§ **Work task**
Output, exactly and with no pictures, the line that contains "the turbine hub" and every line that comes after it in the data below, the last one included.

------ Data in this exercise ------

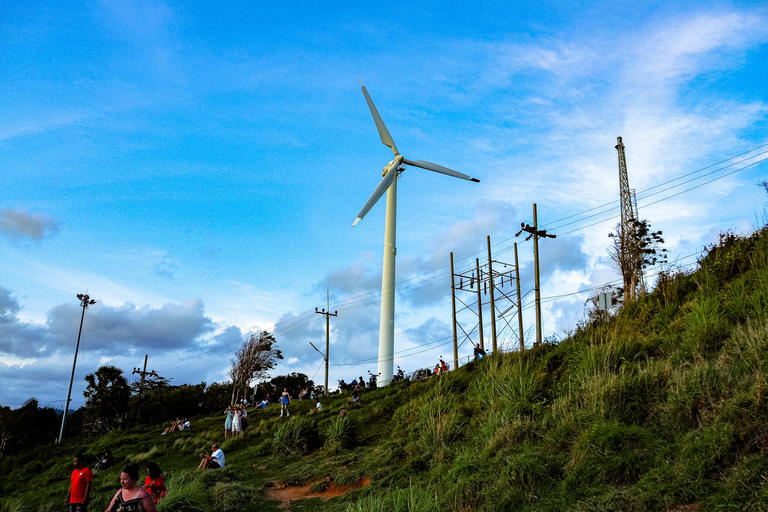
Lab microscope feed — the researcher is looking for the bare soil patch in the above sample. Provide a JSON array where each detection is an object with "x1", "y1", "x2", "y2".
[
  {"x1": 265, "y1": 477, "x2": 370, "y2": 506},
  {"x1": 667, "y1": 505, "x2": 700, "y2": 511}
]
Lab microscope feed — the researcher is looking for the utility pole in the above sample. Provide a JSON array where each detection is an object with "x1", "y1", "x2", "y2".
[
  {"x1": 475, "y1": 258, "x2": 484, "y2": 351},
  {"x1": 514, "y1": 243, "x2": 524, "y2": 350},
  {"x1": 313, "y1": 291, "x2": 337, "y2": 396},
  {"x1": 450, "y1": 253, "x2": 459, "y2": 372},
  {"x1": 518, "y1": 204, "x2": 556, "y2": 346},
  {"x1": 132, "y1": 355, "x2": 159, "y2": 425},
  {"x1": 453, "y1": 243, "x2": 522, "y2": 361},
  {"x1": 58, "y1": 293, "x2": 96, "y2": 444},
  {"x1": 486, "y1": 236, "x2": 498, "y2": 351}
]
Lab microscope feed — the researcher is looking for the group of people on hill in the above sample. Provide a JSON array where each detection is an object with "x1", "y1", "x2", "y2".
[
  {"x1": 67, "y1": 453, "x2": 167, "y2": 512},
  {"x1": 223, "y1": 404, "x2": 248, "y2": 437},
  {"x1": 160, "y1": 417, "x2": 190, "y2": 435}
]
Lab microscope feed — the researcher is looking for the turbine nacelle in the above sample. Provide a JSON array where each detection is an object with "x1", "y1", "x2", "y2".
[{"x1": 383, "y1": 159, "x2": 402, "y2": 177}]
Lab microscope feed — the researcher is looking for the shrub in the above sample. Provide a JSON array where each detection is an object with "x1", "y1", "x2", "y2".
[
  {"x1": 272, "y1": 418, "x2": 319, "y2": 457},
  {"x1": 323, "y1": 417, "x2": 355, "y2": 453}
]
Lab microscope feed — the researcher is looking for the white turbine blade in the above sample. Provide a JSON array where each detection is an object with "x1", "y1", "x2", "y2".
[
  {"x1": 403, "y1": 158, "x2": 480, "y2": 183},
  {"x1": 352, "y1": 166, "x2": 398, "y2": 226},
  {"x1": 361, "y1": 83, "x2": 399, "y2": 156}
]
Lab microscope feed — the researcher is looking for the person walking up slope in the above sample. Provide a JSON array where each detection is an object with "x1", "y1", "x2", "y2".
[{"x1": 280, "y1": 388, "x2": 291, "y2": 417}]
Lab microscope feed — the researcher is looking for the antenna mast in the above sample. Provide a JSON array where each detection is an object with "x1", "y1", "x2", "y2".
[{"x1": 616, "y1": 137, "x2": 640, "y2": 302}]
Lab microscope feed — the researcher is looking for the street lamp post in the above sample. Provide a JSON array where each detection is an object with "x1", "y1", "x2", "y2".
[{"x1": 57, "y1": 293, "x2": 96, "y2": 444}]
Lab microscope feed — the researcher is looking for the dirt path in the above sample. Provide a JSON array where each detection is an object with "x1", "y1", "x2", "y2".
[{"x1": 265, "y1": 477, "x2": 370, "y2": 507}]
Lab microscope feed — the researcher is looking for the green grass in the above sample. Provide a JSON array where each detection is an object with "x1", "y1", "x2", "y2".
[{"x1": 5, "y1": 227, "x2": 768, "y2": 511}]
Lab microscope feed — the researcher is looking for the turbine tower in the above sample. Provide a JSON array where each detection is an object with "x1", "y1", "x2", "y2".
[{"x1": 353, "y1": 82, "x2": 479, "y2": 386}]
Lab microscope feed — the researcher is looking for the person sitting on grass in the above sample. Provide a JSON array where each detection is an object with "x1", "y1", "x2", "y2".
[
  {"x1": 299, "y1": 388, "x2": 308, "y2": 400},
  {"x1": 348, "y1": 392, "x2": 360, "y2": 405},
  {"x1": 198, "y1": 443, "x2": 225, "y2": 469},
  {"x1": 94, "y1": 450, "x2": 113, "y2": 472},
  {"x1": 311, "y1": 399, "x2": 322, "y2": 413},
  {"x1": 144, "y1": 462, "x2": 167, "y2": 503},
  {"x1": 160, "y1": 418, "x2": 182, "y2": 436}
]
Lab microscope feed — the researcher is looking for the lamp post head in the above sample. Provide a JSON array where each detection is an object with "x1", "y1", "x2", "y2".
[{"x1": 77, "y1": 293, "x2": 97, "y2": 309}]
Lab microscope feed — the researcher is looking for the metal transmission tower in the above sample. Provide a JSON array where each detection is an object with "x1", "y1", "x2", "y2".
[
  {"x1": 616, "y1": 137, "x2": 641, "y2": 303},
  {"x1": 450, "y1": 239, "x2": 524, "y2": 369}
]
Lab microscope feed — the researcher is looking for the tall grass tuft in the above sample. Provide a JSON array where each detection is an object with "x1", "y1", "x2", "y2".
[
  {"x1": 157, "y1": 470, "x2": 208, "y2": 512},
  {"x1": 323, "y1": 416, "x2": 354, "y2": 453},
  {"x1": 35, "y1": 500, "x2": 57, "y2": 512},
  {"x1": 127, "y1": 444, "x2": 162, "y2": 463},
  {"x1": 470, "y1": 355, "x2": 542, "y2": 417},
  {"x1": 345, "y1": 484, "x2": 443, "y2": 512},
  {"x1": 272, "y1": 418, "x2": 319, "y2": 457},
  {"x1": 1, "y1": 499, "x2": 27, "y2": 512}
]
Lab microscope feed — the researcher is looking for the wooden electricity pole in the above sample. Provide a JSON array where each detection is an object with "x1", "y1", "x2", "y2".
[
  {"x1": 313, "y1": 291, "x2": 336, "y2": 396},
  {"x1": 450, "y1": 253, "x2": 459, "y2": 372},
  {"x1": 475, "y1": 258, "x2": 484, "y2": 351},
  {"x1": 518, "y1": 204, "x2": 556, "y2": 346},
  {"x1": 132, "y1": 355, "x2": 159, "y2": 425},
  {"x1": 514, "y1": 243, "x2": 524, "y2": 350}
]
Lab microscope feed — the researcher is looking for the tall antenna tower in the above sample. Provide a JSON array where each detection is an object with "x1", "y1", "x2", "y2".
[{"x1": 615, "y1": 137, "x2": 640, "y2": 302}]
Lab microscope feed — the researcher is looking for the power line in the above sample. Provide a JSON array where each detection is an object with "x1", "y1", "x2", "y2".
[{"x1": 155, "y1": 144, "x2": 767, "y2": 375}]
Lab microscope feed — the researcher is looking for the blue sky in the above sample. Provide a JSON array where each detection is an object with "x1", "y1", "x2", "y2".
[{"x1": 1, "y1": 0, "x2": 767, "y2": 409}]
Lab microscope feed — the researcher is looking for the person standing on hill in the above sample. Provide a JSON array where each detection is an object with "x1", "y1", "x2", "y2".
[
  {"x1": 280, "y1": 388, "x2": 291, "y2": 417},
  {"x1": 231, "y1": 404, "x2": 242, "y2": 437},
  {"x1": 224, "y1": 405, "x2": 233, "y2": 438},
  {"x1": 66, "y1": 453, "x2": 92, "y2": 512}
]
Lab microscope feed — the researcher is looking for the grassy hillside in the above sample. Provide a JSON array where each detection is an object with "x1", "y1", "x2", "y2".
[{"x1": 4, "y1": 227, "x2": 768, "y2": 511}]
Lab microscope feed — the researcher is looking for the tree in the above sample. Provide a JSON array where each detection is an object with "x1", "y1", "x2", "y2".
[
  {"x1": 0, "y1": 399, "x2": 58, "y2": 454},
  {"x1": 83, "y1": 365, "x2": 130, "y2": 434},
  {"x1": 255, "y1": 373, "x2": 315, "y2": 401},
  {"x1": 229, "y1": 331, "x2": 282, "y2": 405},
  {"x1": 608, "y1": 218, "x2": 668, "y2": 303},
  {"x1": 130, "y1": 372, "x2": 170, "y2": 396}
]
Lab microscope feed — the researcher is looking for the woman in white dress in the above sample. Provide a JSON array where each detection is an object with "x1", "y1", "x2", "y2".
[{"x1": 231, "y1": 405, "x2": 242, "y2": 437}]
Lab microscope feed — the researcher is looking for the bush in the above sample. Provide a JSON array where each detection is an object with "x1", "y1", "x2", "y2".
[
  {"x1": 272, "y1": 418, "x2": 319, "y2": 457},
  {"x1": 323, "y1": 417, "x2": 355, "y2": 453}
]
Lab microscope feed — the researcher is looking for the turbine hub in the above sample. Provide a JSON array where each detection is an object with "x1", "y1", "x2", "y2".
[{"x1": 382, "y1": 158, "x2": 404, "y2": 177}]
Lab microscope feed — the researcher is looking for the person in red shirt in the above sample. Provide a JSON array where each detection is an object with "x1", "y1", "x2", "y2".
[
  {"x1": 66, "y1": 453, "x2": 92, "y2": 512},
  {"x1": 144, "y1": 462, "x2": 167, "y2": 503}
]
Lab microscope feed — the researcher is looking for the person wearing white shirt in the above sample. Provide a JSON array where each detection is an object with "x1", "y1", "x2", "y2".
[{"x1": 198, "y1": 443, "x2": 225, "y2": 469}]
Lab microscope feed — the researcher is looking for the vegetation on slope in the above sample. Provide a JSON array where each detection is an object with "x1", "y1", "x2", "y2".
[{"x1": 3, "y1": 227, "x2": 768, "y2": 511}]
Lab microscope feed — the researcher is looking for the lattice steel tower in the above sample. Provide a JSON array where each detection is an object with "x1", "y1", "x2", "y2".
[{"x1": 615, "y1": 136, "x2": 640, "y2": 302}]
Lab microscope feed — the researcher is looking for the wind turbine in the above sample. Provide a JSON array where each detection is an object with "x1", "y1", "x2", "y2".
[{"x1": 353, "y1": 82, "x2": 480, "y2": 386}]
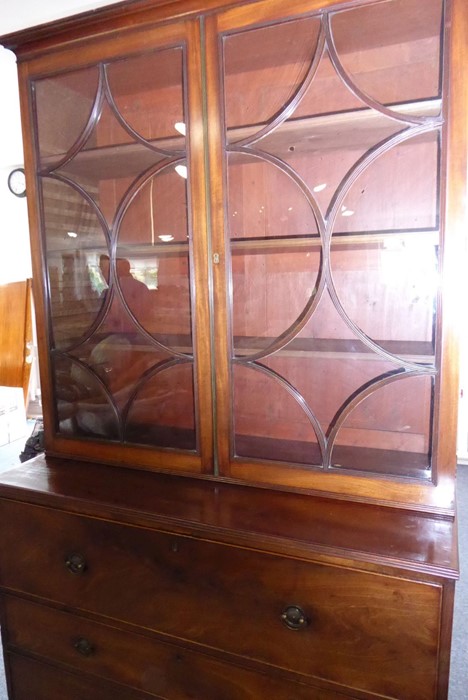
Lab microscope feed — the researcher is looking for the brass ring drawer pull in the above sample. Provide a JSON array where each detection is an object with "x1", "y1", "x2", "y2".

------

§ **Answer section**
Lab microscope feed — the researcher is looking for the turbine hub in the above sample. Provide a JSON array where each detection is an object with "x1", "y1", "x2", "y2".
[{"x1": 382, "y1": 158, "x2": 404, "y2": 177}]
Lab microscope feed — the researcher is looking for the person in red shirt in the above sample. Provide a JSON array where each detection is an object with "x1", "y1", "x2", "y2".
[
  {"x1": 66, "y1": 453, "x2": 92, "y2": 512},
  {"x1": 144, "y1": 462, "x2": 167, "y2": 503}
]
Lab microscope feed — the researcher is looking for the person wearing white shirt in the above sample. Provide a JSON array where each detection is an object with "x1", "y1", "x2", "y2".
[{"x1": 198, "y1": 443, "x2": 225, "y2": 469}]
Lab microscope feed — the researcher is looking for the vegetation on slope in the above sample. Provide a JSON array where each detection is an object with "x1", "y1", "x2", "y2".
[{"x1": 3, "y1": 227, "x2": 768, "y2": 511}]
Lab microscope feed — the researcher is looking for the lattice steel tower in the above sample. Provide a JSON array where each detection is an object with "x1", "y1", "x2", "y2".
[{"x1": 615, "y1": 136, "x2": 640, "y2": 302}]
Lab microscope feed — the researcher is looking for the wind turbine in the above sample. Provide a JSON array where each detection is an object with "x1", "y1", "x2", "y2".
[{"x1": 353, "y1": 82, "x2": 480, "y2": 386}]
Lab microscope feed — the researcher is looking for the brass ring drawer pull in the above sample. Provide a JSON array where each detection is an object with "x1", "y1", "x2", "y2".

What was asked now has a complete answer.